═══ MATERIAL FOR THIS EXERCISE ═══

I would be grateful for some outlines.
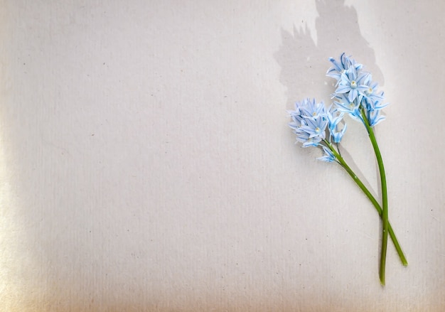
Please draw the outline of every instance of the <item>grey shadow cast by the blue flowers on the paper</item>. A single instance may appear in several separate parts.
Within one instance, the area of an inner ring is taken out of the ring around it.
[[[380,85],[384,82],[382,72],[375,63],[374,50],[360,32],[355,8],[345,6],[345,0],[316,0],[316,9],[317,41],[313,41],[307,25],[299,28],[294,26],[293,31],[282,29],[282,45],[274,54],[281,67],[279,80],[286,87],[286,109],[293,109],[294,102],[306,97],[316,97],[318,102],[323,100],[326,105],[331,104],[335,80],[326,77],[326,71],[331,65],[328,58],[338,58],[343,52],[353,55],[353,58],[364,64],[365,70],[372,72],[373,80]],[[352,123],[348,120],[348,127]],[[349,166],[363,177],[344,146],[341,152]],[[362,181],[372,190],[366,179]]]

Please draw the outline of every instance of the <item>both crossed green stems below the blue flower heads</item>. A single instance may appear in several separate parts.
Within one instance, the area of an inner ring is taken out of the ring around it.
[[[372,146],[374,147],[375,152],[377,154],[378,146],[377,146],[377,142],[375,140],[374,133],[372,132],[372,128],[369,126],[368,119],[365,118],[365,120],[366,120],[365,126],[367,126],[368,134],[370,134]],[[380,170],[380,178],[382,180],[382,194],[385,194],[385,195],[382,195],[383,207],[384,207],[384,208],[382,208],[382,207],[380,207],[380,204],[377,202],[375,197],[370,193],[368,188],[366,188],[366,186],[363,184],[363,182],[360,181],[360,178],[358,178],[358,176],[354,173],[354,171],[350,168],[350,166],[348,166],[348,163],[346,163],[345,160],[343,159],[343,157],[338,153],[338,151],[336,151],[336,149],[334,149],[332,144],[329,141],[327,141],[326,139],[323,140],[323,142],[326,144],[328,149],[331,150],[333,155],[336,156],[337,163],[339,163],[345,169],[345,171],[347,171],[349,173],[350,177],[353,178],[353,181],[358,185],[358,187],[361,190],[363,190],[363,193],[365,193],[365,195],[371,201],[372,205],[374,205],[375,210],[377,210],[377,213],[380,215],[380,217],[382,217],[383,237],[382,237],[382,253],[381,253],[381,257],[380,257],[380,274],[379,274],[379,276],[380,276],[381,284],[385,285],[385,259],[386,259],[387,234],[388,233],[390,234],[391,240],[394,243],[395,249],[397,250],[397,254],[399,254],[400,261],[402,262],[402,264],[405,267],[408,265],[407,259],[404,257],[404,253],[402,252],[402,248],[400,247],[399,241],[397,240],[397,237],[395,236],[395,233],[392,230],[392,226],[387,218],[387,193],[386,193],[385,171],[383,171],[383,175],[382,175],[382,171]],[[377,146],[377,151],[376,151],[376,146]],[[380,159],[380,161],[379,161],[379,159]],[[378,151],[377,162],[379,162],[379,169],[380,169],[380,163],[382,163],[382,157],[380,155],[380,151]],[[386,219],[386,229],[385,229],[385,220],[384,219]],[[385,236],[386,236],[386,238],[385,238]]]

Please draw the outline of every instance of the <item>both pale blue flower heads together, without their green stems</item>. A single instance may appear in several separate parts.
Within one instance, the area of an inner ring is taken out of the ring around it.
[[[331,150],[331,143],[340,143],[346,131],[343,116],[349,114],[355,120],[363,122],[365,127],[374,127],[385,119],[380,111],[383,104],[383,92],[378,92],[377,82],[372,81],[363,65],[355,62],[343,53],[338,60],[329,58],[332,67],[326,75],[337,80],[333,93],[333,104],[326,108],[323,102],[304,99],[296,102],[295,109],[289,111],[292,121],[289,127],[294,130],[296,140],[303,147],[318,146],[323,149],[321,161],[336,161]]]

═══

> WHAT TO PRODUCE: Go through the lines above and count those that include "item"; give the total and nothing more.

> ANSWER AREA: 3